— start Exercise input —
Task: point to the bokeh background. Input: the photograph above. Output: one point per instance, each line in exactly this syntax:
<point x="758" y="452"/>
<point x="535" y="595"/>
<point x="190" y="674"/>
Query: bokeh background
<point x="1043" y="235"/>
— end Exercise input —
● **Goal**
Convert each line of the listing above into a Markdown table with two columns, Row and Line, giving each line's row number and text and leaving out any blank lines.

● **Result below**
| Row | Line |
|---|---|
| 1 | Task: point to the bokeh background. Input: the photograph above. Output: one point per instance, each line in exactly this syntax: |
| 2 | <point x="758" y="452"/> |
| 3 | <point x="535" y="595"/> |
| 4 | <point x="190" y="674"/> |
| 5 | Query: bokeh background |
| 6 | <point x="1043" y="235"/> |